Requirement >> Quote, verbatim, all material below, without pictures.

Supplied information >>
## Start
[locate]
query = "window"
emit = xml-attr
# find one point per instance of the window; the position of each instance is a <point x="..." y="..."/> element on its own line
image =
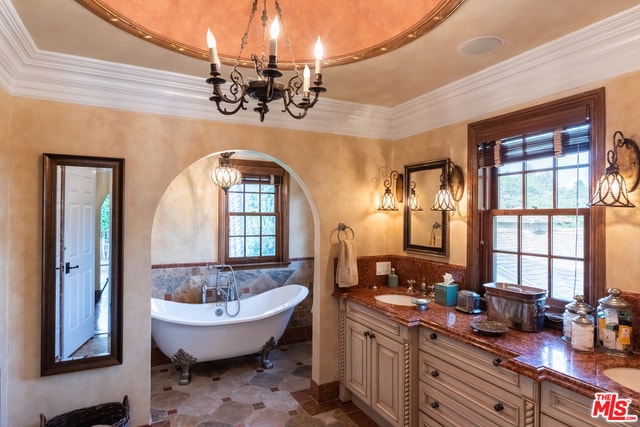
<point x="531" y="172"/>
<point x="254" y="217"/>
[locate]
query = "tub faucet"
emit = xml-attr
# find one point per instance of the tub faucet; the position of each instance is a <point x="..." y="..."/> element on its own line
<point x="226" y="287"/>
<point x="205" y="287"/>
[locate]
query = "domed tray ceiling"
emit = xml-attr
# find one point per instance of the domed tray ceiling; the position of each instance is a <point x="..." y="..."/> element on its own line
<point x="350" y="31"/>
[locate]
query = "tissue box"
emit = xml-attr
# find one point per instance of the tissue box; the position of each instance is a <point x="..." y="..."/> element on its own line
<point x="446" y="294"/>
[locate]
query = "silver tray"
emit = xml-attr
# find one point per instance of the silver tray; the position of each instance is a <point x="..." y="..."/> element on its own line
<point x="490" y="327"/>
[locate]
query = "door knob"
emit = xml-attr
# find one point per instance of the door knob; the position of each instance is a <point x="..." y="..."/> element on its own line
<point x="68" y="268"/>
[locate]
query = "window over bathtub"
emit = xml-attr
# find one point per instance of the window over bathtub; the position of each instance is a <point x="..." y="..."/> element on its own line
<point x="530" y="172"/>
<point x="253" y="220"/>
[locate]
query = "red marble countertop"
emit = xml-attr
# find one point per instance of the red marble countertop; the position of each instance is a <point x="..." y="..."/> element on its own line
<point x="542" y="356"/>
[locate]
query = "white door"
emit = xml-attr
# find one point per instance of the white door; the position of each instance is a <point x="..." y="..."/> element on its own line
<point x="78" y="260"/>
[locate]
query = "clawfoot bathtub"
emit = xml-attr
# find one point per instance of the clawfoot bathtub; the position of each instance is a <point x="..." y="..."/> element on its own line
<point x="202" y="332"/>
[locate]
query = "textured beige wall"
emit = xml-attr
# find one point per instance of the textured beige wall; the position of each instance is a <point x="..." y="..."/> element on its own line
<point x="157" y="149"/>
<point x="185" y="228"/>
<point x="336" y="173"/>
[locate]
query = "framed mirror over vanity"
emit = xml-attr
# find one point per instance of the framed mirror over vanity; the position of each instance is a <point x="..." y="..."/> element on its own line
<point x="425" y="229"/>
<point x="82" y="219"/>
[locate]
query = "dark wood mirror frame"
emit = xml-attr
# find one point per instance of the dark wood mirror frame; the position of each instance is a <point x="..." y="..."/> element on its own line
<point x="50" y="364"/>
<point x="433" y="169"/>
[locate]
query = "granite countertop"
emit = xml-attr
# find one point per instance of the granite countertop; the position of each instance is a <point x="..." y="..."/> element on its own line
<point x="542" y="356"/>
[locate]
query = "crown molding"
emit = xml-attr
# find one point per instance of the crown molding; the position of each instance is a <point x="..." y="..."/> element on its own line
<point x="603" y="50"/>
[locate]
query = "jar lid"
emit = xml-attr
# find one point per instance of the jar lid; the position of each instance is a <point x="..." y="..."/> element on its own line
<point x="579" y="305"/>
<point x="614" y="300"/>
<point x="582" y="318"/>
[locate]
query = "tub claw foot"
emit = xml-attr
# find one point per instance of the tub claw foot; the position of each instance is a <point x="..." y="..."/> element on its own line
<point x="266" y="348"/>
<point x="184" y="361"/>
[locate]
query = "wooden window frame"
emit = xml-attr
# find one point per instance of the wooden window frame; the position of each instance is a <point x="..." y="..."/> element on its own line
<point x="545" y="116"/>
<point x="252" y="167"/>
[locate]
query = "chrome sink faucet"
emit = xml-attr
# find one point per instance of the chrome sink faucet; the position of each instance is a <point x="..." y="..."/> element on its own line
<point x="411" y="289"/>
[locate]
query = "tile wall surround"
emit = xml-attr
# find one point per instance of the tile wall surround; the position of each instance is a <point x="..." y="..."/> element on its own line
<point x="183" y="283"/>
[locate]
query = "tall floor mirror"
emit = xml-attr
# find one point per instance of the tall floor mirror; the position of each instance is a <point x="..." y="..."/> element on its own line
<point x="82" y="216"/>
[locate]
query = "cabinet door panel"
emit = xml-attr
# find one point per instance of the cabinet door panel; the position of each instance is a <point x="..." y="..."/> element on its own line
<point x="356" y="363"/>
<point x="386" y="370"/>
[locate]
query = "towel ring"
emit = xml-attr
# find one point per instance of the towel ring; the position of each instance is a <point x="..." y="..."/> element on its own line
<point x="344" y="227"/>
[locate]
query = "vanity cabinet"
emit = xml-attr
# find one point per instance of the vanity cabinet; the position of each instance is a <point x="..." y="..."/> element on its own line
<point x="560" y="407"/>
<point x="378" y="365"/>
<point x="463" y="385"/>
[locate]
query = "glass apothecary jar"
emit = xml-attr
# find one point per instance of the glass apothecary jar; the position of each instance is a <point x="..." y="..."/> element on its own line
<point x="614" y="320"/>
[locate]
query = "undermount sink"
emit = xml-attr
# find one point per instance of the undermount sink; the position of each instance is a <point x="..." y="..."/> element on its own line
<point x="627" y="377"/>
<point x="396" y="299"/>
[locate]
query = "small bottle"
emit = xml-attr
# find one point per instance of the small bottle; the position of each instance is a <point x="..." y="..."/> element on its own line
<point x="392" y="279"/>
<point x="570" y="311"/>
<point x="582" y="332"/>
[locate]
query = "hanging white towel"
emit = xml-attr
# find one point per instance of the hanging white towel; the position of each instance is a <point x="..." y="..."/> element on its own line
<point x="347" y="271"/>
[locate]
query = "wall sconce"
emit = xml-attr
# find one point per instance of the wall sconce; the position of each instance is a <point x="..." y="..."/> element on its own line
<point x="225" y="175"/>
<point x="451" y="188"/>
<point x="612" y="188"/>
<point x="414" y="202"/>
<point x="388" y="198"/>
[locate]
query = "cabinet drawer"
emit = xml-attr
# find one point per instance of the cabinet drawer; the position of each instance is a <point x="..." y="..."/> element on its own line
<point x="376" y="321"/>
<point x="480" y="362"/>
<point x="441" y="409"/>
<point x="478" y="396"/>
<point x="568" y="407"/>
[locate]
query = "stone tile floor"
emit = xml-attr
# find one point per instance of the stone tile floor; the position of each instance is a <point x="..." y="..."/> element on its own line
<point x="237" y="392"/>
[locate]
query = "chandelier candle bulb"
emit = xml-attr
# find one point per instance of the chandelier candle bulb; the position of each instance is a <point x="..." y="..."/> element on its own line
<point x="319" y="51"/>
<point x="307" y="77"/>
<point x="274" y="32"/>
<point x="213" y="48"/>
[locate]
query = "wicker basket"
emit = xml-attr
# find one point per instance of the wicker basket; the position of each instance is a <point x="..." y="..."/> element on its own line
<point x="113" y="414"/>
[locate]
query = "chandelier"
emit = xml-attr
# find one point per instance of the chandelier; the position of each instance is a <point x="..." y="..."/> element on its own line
## End
Answer to the problem >>
[locate]
query = "window"
emit = xml-attr
# find one point per instance of the window; the position of each instance is a <point x="..." y="..."/> element on its own line
image =
<point x="531" y="172"/>
<point x="254" y="217"/>
[locate]
query = "tub faucet"
emit = xml-attr
# find one point per instance of the tub faucet; the position of each instance is a <point x="..." y="..."/> element on its own line
<point x="226" y="287"/>
<point x="205" y="287"/>
[locate]
query = "domed tray ceiling"
emit = xml-attr
# find one point per instance of the domed tray ceiling; the position of each instance is a <point x="..." y="..."/> element on its own line
<point x="350" y="31"/>
[locate]
query = "tissue box"
emit = xml-attr
# find one point per instance of the tissue box; the position of each instance is a <point x="..." y="..."/> element on its own line
<point x="446" y="294"/>
[locate]
query = "silver tray"
emit = xml-attr
# find one point per instance of the silver tray; the position of each instance is a <point x="..." y="..."/> element on its own line
<point x="490" y="327"/>
[locate]
query = "door knob"
emit = xml-attr
# find one point per instance of the door knob; the position of each instance is a <point x="..." y="..."/> element on its own line
<point x="68" y="268"/>
[locate]
query = "window over bathtub"
emit = xml-attr
# find one point per instance of the window over bathtub; the position of each instance is a <point x="..." y="..."/> element on its own line
<point x="530" y="172"/>
<point x="253" y="220"/>
[locate]
query = "red marble countertop"
emit = xml-attr
# find one point per instance of the red marble countertop; the position of each instance is a <point x="..." y="..."/> element on its own line
<point x="542" y="356"/>
[locate]
query = "white door"
emit = xml-attr
# find one point per instance of the white door; the position of each instance is a <point x="..." y="..."/> element on its own line
<point x="78" y="260"/>
[locate]
query = "clawfoot bathtub"
emit = xml-attr
# find one point per instance of the clawfoot bathtub; the position of each instance is a <point x="..." y="..."/> element on its own line
<point x="202" y="332"/>
[locate]
query = "textured beige wall"
emit = xml-attr
# find one point per instance of the textured beige wall; the position of each instance is a <point x="..." y="..."/> element on its own line
<point x="157" y="149"/>
<point x="185" y="228"/>
<point x="336" y="173"/>
[locate]
query = "framed mirror over vanity"
emit = xml-attr
# find one point per instance of the framed mirror over vanity; the position of each instance is a <point x="..." y="..."/> element on its own line
<point x="425" y="229"/>
<point x="82" y="219"/>
[locate]
query = "dark wood mirror frame"
emit = xml-attr
# find one point per instance of the dark wood mirror frame; the position of each instance is a <point x="..." y="..."/> element on its own line
<point x="50" y="364"/>
<point x="433" y="169"/>
[locate]
query = "granite countertop"
emit = xml-attr
# find one point per instance of the granite countertop; the position of each instance is a <point x="..." y="..."/> element on its own line
<point x="542" y="356"/>
[locate]
query = "crown molding"
emit = xml-attr
# find one point per instance of the crown molding; the position of each instance is a <point x="..." y="..."/> element on its own line
<point x="603" y="50"/>
[locate]
query = "jar lid"
emit = xml-attr
# find one point per instance of the jar lid; the position of each instance is a <point x="..." y="..."/> element on its own line
<point x="579" y="305"/>
<point x="614" y="300"/>
<point x="582" y="318"/>
[locate]
query = "tub claw foot"
emit = xml-attr
# find one point per instance of the tub claw foot; the position of each instance is a <point x="..." y="..."/> element on its own line
<point x="266" y="348"/>
<point x="184" y="361"/>
[locate]
query = "wooden window frame"
emit = xml-attr
# find one point per instance of the wooden window frame; the position of each instance is a <point x="..." y="..."/> element on its own line
<point x="545" y="116"/>
<point x="252" y="167"/>
[locate]
query = "chrome sink faucet"
emit = xml-attr
# find one point per instance of the chrome sink faucet; the position of each instance is a <point x="..." y="..."/> element on its own line
<point x="411" y="289"/>
[locate]
query = "tile wall surround"
emit = xml-attr
# find one point per instance of the tile wall surround; the position of each instance is a <point x="..." y="..."/> element on its own line
<point x="183" y="283"/>
[locate]
query = "tall floor mirror"
emit = xml-attr
# find one point per instance of the tall floor mirror; the position of each instance is a <point x="..." y="..."/> element on its own line
<point x="82" y="216"/>
[locate]
query = "cabinet door panel"
emit = xml-attr
# find one point per instance of the cabinet door panel; the position of each instance is a <point x="..." y="..."/> element on its own line
<point x="356" y="363"/>
<point x="386" y="370"/>
[locate]
query = "towel ring"
emit = xml-attr
# find one point per instance of the towel ring; the position of each instance is a <point x="..." y="..."/> element on its own line
<point x="344" y="227"/>
[locate]
query = "vanity cabinet"
emit = xml-attr
# find one point per instance of the vanity cabinet; the position of each instance is a <point x="..." y="..."/> element on its own line
<point x="560" y="407"/>
<point x="378" y="365"/>
<point x="463" y="385"/>
[locate]
query = "glass apothecary jar"
emit = xml-attr
# find one point per instance of the glass apothecary jar; the position of each instance is a <point x="..." y="..."/> element on its own line
<point x="614" y="320"/>
[locate]
query = "undermount sink"
emit = xml-attr
# find one point per instance of the undermount sink; the position of each instance is a <point x="..." y="..."/> element on its own line
<point x="627" y="377"/>
<point x="396" y="299"/>
[locate]
query = "small bottle"
emit = xml-attr
# find one point per instance of the small bottle; the position of each instance is a <point x="..." y="..."/> element on its own line
<point x="392" y="279"/>
<point x="570" y="311"/>
<point x="582" y="332"/>
[locate]
query = "hanging white towel"
emit = xml-attr
# find one point per instance of the hanging white towel; the position of each instance is a <point x="..." y="..."/> element on its own line
<point x="347" y="271"/>
[locate]
query = "wall sconce"
emit = xml-attr
# find one point per instance of the wall sconce; the position of each instance is a <point x="..." y="..."/> element on its own line
<point x="225" y="175"/>
<point x="451" y="188"/>
<point x="612" y="188"/>
<point x="414" y="202"/>
<point x="388" y="198"/>
[locate]
query = "cabinet drawer"
emit = xml-attr
# find one point per instance of the cabinet drawer; the position of each instance is a <point x="..." y="..."/> element on its own line
<point x="376" y="321"/>
<point x="480" y="362"/>
<point x="441" y="409"/>
<point x="478" y="396"/>
<point x="568" y="407"/>
[locate]
query = "stone tile floor"
emit = xml-attr
# find one point per instance of the stone tile floor; the position of each instance is a <point x="..." y="..."/> element on its own line
<point x="237" y="392"/>
[locate]
query = "chandelier candle bulb"
emit = xml-attr
# find one point per instance of the chandelier candle bulb; the position of each instance is a <point x="..." y="..."/> element on its own line
<point x="319" y="51"/>
<point x="307" y="77"/>
<point x="274" y="32"/>
<point x="213" y="48"/>
[locate]
query = "wicker basket"
emit = xml-attr
# find one point per instance of the wicker basket; the position of each instance is a <point x="..." y="..."/> element on its own line
<point x="113" y="414"/>
[locate]
query = "chandelier"
emit = xml-attr
# find one point per instance of the chandelier; the position of each instance is a <point x="..." y="..."/> element on its own line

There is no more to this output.